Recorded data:
>>>>

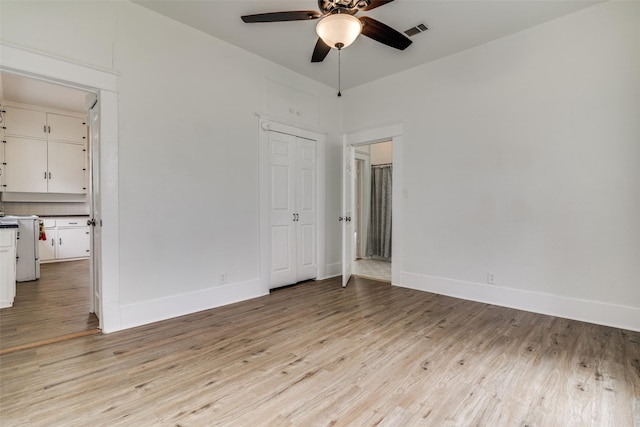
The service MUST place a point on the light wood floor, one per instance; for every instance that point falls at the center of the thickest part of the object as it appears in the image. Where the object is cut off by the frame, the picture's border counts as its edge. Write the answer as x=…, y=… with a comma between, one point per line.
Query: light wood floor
x=54, y=306
x=317, y=354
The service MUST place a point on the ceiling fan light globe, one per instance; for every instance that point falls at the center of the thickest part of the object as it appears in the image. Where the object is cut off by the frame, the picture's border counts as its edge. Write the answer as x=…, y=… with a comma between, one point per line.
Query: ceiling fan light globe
x=339, y=29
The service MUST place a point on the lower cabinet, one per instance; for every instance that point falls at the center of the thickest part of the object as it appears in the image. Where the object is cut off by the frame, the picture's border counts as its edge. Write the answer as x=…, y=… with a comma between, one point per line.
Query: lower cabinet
x=67, y=239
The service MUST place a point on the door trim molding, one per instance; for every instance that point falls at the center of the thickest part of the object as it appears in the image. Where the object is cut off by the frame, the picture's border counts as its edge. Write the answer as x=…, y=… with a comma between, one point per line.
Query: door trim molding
x=393, y=132
x=267, y=124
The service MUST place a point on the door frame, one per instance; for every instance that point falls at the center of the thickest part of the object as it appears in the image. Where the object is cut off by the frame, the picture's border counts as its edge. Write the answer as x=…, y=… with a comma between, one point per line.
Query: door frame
x=105, y=84
x=394, y=133
x=267, y=123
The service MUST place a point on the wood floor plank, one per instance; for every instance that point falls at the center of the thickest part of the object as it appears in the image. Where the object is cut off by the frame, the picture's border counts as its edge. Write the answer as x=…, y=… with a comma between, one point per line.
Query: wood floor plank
x=53, y=306
x=318, y=354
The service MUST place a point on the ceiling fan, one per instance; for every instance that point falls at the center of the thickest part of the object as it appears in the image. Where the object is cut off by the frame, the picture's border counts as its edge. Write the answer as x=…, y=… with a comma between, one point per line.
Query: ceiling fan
x=338, y=27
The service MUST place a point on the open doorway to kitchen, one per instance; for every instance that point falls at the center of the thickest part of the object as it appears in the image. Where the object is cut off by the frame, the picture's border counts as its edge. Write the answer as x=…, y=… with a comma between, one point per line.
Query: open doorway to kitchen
x=58, y=303
x=373, y=210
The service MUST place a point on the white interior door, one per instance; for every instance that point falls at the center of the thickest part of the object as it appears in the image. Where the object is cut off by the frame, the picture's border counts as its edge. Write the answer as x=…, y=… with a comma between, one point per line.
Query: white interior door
x=26, y=164
x=348, y=190
x=95, y=231
x=306, y=209
x=282, y=209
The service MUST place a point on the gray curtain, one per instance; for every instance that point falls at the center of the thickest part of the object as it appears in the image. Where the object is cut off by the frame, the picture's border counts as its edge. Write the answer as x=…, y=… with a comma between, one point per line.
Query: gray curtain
x=379, y=236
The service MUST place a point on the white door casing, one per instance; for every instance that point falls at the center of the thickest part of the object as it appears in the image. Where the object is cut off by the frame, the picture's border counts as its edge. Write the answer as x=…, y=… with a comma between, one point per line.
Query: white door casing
x=282, y=161
x=314, y=242
x=292, y=168
x=394, y=133
x=95, y=232
x=348, y=191
x=58, y=70
x=306, y=209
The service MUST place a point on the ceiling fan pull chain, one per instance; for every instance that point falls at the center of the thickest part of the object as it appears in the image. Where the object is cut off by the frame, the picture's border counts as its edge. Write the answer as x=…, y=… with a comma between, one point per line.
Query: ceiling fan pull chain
x=339, y=72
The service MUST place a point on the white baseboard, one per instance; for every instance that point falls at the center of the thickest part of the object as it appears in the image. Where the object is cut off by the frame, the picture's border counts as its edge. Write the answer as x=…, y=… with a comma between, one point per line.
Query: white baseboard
x=332, y=270
x=145, y=312
x=618, y=316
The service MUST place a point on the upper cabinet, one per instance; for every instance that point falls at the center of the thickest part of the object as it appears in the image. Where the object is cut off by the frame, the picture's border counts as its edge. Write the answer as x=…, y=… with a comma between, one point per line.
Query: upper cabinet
x=44, y=152
x=27, y=123
x=66, y=128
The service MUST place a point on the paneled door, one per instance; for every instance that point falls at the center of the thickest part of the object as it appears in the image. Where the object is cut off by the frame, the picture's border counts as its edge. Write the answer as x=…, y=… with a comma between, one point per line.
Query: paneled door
x=292, y=209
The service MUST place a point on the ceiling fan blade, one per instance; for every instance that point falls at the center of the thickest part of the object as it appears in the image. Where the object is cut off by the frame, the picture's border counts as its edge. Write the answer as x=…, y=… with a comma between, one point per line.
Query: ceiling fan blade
x=383, y=33
x=320, y=51
x=294, y=15
x=376, y=3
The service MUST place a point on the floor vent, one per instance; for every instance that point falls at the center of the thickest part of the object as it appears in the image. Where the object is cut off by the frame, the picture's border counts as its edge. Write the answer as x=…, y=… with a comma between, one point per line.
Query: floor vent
x=416, y=30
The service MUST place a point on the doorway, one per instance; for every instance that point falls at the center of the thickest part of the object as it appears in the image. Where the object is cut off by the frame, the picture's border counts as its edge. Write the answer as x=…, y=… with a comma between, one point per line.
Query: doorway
x=60, y=303
x=391, y=133
x=373, y=210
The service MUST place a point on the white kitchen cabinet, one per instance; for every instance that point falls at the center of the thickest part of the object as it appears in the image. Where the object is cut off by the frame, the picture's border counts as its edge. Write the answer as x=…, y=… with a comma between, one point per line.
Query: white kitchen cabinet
x=73, y=242
x=66, y=128
x=26, y=165
x=66, y=165
x=292, y=205
x=47, y=248
x=25, y=122
x=44, y=152
x=67, y=239
x=7, y=266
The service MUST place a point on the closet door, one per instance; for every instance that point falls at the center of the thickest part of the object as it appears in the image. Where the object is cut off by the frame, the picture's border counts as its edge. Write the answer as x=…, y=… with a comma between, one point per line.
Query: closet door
x=306, y=209
x=282, y=224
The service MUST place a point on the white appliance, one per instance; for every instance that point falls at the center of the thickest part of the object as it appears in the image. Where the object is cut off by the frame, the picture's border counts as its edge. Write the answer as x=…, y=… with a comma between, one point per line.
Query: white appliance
x=28, y=262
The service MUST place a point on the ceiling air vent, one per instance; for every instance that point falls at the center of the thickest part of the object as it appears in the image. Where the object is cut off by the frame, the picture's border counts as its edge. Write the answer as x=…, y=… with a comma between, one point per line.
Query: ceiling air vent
x=416, y=30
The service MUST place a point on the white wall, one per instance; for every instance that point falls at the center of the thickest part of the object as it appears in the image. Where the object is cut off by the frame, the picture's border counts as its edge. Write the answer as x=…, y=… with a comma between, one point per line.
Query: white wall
x=187, y=164
x=382, y=153
x=522, y=158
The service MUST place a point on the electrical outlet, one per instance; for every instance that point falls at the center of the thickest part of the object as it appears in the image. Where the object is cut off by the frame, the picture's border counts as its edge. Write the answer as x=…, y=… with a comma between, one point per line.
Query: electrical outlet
x=491, y=278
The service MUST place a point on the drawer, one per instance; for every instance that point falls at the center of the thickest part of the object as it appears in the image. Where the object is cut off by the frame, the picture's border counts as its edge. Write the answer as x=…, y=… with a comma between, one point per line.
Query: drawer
x=72, y=222
x=48, y=223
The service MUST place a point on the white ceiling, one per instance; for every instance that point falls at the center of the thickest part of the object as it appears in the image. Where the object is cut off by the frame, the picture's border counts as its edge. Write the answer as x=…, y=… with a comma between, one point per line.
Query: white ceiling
x=454, y=26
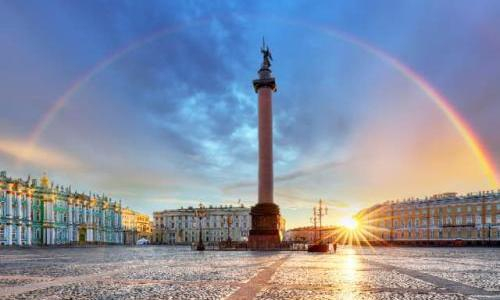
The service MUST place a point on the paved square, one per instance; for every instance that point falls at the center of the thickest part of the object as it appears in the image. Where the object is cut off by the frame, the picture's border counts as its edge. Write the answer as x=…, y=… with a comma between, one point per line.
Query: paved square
x=156, y=272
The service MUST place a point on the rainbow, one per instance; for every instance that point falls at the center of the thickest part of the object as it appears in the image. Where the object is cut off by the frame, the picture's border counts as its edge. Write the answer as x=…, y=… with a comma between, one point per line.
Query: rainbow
x=471, y=139
x=463, y=128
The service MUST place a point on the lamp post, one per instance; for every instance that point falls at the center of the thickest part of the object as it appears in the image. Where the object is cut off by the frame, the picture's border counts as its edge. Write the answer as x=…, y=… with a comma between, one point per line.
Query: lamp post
x=200, y=213
x=229, y=221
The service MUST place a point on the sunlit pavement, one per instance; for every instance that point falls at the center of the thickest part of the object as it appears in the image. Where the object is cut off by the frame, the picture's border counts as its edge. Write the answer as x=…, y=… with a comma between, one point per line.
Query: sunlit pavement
x=178, y=273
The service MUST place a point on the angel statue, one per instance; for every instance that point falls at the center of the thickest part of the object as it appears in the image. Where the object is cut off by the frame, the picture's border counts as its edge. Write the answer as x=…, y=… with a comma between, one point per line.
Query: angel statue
x=266, y=53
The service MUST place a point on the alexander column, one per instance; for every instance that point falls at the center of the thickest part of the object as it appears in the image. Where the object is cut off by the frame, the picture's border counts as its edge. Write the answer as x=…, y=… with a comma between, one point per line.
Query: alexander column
x=265, y=233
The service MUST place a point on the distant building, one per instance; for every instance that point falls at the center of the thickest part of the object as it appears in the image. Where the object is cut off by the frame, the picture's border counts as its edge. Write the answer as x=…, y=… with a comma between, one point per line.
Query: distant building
x=39, y=213
x=180, y=226
x=136, y=226
x=310, y=235
x=472, y=218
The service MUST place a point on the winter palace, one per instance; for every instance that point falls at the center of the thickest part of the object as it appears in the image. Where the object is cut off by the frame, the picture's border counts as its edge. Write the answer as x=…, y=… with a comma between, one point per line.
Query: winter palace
x=39, y=213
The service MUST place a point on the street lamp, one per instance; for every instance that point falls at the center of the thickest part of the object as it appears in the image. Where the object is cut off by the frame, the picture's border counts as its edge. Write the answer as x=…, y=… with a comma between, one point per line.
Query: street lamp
x=229, y=221
x=200, y=213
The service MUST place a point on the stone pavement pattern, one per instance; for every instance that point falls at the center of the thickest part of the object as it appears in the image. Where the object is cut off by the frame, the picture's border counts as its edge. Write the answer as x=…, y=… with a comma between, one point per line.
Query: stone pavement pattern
x=179, y=273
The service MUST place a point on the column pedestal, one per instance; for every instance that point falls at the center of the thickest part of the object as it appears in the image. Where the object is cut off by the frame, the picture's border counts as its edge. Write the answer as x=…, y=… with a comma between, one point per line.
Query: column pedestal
x=265, y=233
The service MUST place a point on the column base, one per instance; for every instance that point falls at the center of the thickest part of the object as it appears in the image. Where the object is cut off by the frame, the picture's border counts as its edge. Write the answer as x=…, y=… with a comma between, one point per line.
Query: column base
x=265, y=233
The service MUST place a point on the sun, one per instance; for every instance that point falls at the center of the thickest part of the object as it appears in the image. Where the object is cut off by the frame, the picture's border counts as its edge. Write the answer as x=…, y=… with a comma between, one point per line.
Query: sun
x=349, y=223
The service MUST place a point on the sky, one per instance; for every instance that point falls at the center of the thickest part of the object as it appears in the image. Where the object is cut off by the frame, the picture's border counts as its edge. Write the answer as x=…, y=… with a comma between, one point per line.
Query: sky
x=152, y=102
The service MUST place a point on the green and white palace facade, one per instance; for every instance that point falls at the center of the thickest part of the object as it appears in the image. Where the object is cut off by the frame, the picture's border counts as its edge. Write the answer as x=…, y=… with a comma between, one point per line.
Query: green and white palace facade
x=36, y=212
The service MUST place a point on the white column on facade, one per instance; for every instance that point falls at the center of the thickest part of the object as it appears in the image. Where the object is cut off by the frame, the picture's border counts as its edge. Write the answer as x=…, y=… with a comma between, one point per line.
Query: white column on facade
x=8, y=233
x=9, y=205
x=19, y=207
x=28, y=209
x=29, y=235
x=70, y=213
x=19, y=235
x=52, y=212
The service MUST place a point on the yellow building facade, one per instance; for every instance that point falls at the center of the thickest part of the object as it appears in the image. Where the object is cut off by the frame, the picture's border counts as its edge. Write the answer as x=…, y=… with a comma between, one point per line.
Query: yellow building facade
x=473, y=218
x=136, y=226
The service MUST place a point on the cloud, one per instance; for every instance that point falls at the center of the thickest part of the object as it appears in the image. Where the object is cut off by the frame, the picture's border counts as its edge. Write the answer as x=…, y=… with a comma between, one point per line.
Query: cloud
x=297, y=174
x=38, y=155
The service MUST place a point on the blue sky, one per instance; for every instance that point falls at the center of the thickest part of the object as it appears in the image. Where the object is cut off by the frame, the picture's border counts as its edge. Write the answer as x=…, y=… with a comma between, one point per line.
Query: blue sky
x=173, y=121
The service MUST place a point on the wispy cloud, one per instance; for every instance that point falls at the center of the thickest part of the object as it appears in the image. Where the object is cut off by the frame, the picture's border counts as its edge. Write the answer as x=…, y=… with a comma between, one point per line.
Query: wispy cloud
x=37, y=155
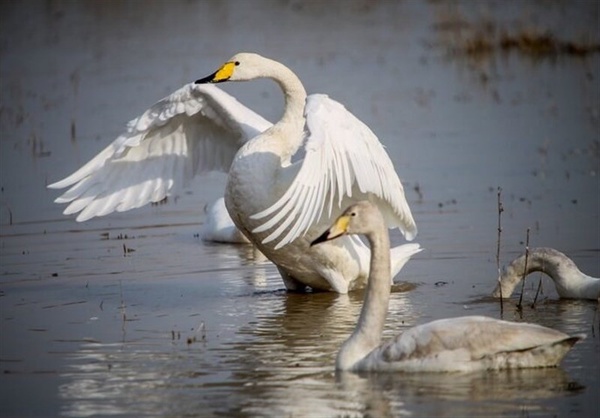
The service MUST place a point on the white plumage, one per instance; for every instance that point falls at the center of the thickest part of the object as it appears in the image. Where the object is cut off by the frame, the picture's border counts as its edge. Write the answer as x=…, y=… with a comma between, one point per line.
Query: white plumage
x=569, y=281
x=447, y=345
x=278, y=205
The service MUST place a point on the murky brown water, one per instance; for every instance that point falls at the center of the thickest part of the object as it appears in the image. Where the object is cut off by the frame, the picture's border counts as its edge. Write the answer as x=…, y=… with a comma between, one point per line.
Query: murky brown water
x=133, y=315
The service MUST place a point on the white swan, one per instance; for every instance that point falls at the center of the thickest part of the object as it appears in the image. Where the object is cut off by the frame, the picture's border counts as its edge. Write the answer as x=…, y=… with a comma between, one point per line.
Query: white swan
x=458, y=344
x=569, y=281
x=278, y=205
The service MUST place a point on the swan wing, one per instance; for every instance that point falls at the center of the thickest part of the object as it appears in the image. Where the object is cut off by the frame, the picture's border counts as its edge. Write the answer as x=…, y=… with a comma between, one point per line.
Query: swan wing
x=196, y=129
x=344, y=162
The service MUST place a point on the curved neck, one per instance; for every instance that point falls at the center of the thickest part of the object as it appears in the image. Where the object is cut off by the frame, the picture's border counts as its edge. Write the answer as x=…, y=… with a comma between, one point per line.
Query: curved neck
x=367, y=334
x=291, y=124
x=568, y=279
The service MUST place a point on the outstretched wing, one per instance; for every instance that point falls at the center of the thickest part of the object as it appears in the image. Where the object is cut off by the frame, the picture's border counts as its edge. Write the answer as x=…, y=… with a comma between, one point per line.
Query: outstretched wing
x=197, y=128
x=344, y=162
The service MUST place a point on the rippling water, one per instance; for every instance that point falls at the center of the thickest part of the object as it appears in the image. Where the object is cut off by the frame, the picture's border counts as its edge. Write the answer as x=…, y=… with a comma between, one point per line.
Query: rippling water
x=133, y=315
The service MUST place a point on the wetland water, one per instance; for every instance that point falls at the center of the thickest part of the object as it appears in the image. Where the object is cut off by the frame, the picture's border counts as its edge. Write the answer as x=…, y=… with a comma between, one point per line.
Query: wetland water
x=133, y=315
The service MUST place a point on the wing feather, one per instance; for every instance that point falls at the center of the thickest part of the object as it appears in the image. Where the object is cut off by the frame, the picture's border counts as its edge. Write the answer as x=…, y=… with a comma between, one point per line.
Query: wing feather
x=196, y=129
x=344, y=162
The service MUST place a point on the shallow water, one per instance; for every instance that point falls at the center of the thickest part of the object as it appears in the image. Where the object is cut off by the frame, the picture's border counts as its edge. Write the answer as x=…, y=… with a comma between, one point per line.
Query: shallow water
x=133, y=315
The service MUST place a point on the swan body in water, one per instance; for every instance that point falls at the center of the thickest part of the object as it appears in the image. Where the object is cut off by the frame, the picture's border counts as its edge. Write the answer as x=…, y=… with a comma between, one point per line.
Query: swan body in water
x=279, y=203
x=569, y=281
x=447, y=345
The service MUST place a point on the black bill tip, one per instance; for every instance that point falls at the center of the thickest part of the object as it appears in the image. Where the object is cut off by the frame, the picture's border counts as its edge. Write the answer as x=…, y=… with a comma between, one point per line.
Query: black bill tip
x=208, y=79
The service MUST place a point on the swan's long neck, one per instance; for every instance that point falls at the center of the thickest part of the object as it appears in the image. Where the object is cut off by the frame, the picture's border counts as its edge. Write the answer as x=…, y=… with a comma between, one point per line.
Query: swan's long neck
x=367, y=334
x=570, y=282
x=291, y=125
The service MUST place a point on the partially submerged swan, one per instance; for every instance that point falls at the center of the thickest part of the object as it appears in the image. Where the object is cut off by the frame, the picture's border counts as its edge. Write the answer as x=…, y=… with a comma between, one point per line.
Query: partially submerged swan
x=569, y=281
x=456, y=344
x=278, y=205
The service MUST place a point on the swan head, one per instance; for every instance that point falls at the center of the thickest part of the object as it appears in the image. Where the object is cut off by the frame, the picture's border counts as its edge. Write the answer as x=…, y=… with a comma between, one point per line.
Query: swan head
x=241, y=67
x=361, y=218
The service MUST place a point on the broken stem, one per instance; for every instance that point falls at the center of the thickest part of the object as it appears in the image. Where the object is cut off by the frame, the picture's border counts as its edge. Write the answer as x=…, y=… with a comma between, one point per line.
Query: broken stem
x=520, y=304
x=500, y=210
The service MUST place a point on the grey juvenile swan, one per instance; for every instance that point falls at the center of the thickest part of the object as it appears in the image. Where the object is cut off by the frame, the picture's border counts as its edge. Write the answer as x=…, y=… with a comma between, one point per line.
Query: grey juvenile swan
x=569, y=281
x=463, y=344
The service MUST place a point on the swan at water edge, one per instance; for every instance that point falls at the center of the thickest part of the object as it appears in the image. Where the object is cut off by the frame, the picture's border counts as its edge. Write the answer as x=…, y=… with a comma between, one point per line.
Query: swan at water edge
x=569, y=281
x=463, y=344
x=279, y=205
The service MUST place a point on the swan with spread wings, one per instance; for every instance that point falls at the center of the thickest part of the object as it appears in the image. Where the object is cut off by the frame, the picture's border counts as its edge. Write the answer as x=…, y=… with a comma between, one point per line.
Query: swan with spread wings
x=279, y=204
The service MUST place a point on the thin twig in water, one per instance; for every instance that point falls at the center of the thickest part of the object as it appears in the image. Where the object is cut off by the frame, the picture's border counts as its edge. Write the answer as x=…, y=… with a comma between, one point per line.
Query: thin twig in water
x=520, y=304
x=500, y=210
x=537, y=292
x=122, y=308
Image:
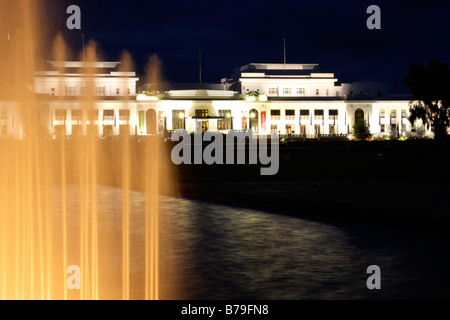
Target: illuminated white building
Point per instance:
(289, 99)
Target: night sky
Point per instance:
(234, 33)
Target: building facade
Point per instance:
(287, 99)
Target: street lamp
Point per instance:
(230, 117)
(252, 116)
(182, 116)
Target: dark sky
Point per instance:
(234, 33)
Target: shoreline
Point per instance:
(322, 211)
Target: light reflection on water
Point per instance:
(223, 252)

<<<<

● **The task**: All lines from the one with "Target: shoreline" through the end of the data must be repeated exactly, and nothing else may be repeated.

● **Solved problem**:
Target: shoreline
Point per instance:
(322, 211)
Target: light reflection on water
Point per instance:
(223, 252)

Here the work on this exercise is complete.